[START SOURCE EXCERPT]
In The News...
Stands to Reason: Survivors of a sinking cruise liner sang the theme song to "Titanic" throughout the ordeal. "Many other survivors spoke of how they jumped over the side to deal with impending horror of hearing that song again." (Jon Stewart)
More Need To Know: Federal accident investigators are calling for aircraft-style "black box" recorders to be fitted to other modes of transportation. It's catching on everywhere. Yesterday, Elizabeth Hurley had one fitted to Hugh Grant's BMW. (Bill Williams)
Help Wanted: After serving as chaplain in the House of Representatives for 20 years, James D. Ford is retiring. "It will be a tough position to fill. Who wants to try to save the souls of that many people who have made deals with the devil?" (Jerry Perisho)
I Spy: And more and more information continuing to come out now, on just how bad this Chinese espionage problem is. Now, they're saying the Chinese knew the winners of seven of the last eight championship boxing matches before Don King had even decided. (Steve Voldseth)
[END SOURCE EXCERPT]
[START SUPPLIED RECORDS]
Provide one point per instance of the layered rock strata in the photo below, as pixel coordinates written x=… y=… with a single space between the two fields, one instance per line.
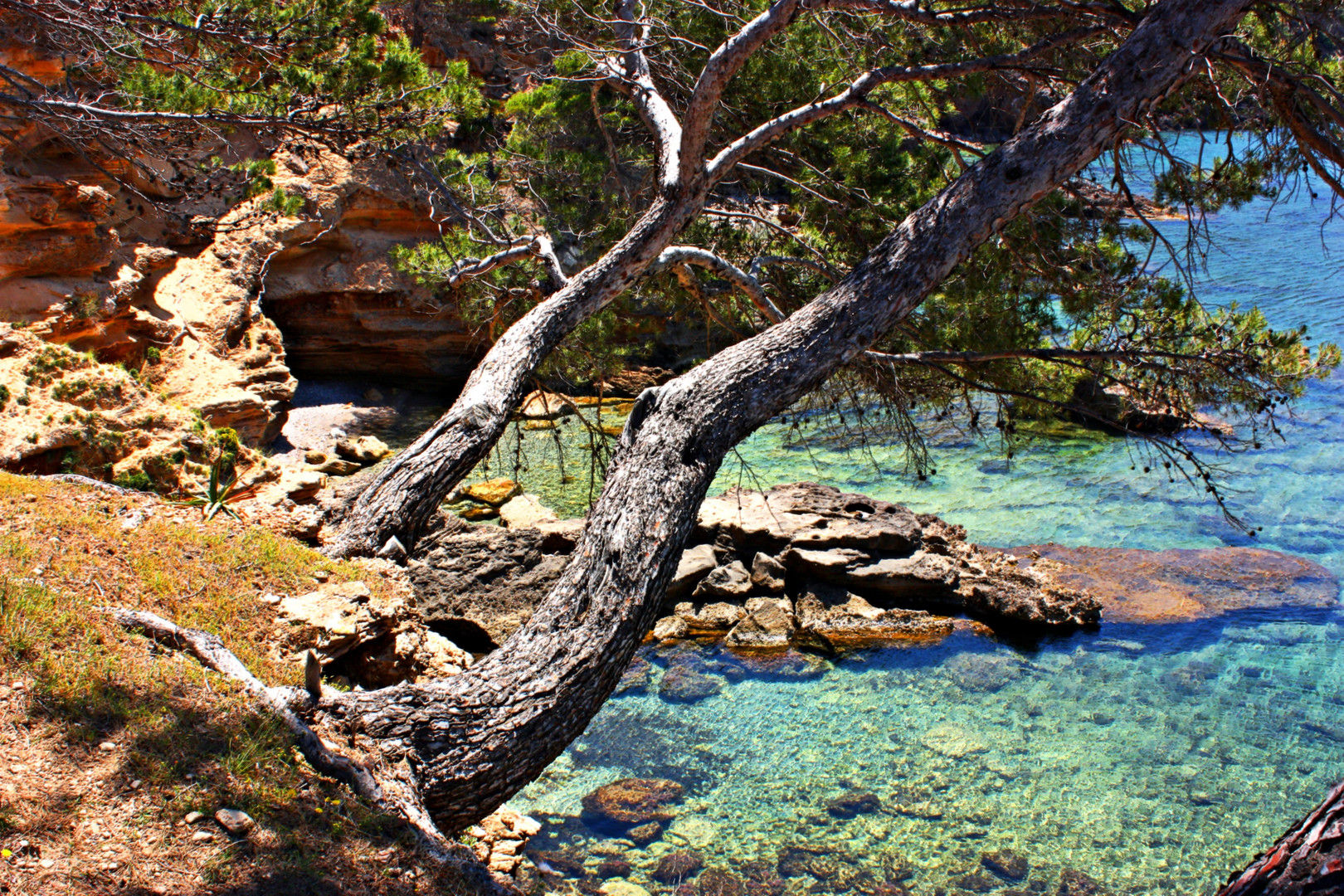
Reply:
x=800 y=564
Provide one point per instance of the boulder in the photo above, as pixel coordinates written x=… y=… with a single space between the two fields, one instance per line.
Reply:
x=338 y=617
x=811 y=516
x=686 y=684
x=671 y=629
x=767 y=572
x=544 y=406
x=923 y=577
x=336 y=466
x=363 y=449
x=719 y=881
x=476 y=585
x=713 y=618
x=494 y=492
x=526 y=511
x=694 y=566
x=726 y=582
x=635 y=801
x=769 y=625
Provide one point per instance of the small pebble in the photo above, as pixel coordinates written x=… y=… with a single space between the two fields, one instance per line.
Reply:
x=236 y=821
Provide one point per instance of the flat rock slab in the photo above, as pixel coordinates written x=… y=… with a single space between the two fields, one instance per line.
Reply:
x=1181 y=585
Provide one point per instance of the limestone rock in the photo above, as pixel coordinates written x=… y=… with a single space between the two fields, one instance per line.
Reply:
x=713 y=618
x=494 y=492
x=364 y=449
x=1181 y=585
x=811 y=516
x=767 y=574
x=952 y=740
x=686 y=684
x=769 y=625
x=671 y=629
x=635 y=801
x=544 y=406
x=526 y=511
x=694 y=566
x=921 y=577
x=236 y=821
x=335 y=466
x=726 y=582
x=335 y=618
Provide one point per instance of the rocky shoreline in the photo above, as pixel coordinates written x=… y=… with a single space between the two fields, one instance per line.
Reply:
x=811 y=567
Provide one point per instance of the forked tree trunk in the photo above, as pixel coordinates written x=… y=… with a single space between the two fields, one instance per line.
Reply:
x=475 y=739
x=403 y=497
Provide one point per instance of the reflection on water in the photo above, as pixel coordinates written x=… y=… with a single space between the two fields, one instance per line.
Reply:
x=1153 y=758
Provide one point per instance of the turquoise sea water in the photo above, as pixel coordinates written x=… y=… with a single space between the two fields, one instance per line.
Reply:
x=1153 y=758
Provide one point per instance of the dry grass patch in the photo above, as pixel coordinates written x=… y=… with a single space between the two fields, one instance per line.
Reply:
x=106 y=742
[END SUPPLIED RECORDS]
TO-DO LIST:
a – In the In the News jokes, how long did James D. Ford serve as chaplain in the House of Representatives?
b – List every heading that introduces an item in the In the News jokes.
c – Carry on the In the News jokes from the end of the I Spy item.

RESULTS:
a – 20 years

b – Stands to Reason, More Need To Know, Help Wanted, I Spy

c –
Big Girl Now: Some parents are giving their daughters breast implants for graduation. The only thing better than graduating with a D average -- graduating with a DD average. (Williams)
Springer Falls: Jerry Springer's ratings have dropped in recent weeks. Producers attribute the decline to a holiday. Among viewers, last Monday was "Take Your Daughter to Prison Day." (Ray)
That's Gratitude: President Clinton pushed to renew China's most-favored-nation trade status. "If Hillary can forgive anything, so can he." (Hamilton)
That's Gratitude II: "Hey, it's just our way of saying, 'Thanks for spying on us and ripping off our nuclear secrets.'" (Kenny Noble Cortes)
Late Night With Jim Lehrer: A new late-night national newscast from the team behind public television's "NewsHour with Jim Lehrer" is expected to make it on the air early next year. Working title: "Late Night with Inform-Me Elmo." (Jim Rosenberg)
New Appointment: President Clinton names gay ambassador: I didn't even know they had their own country! (Michael Feldman)
And Once More: A 14-year-old girl from Florida has won the national spelling bee. "And today Dan Quayle named her as his running mate." (Jay Leno)
It's So Clear: After 20 years of painstaking restoration, "The Last Supper" has been put on display in Milan, Italy. "Now you can see the sign on the wall behind Jesus: 'No shirt, no shoes, no salvation.'" (Bob Mills)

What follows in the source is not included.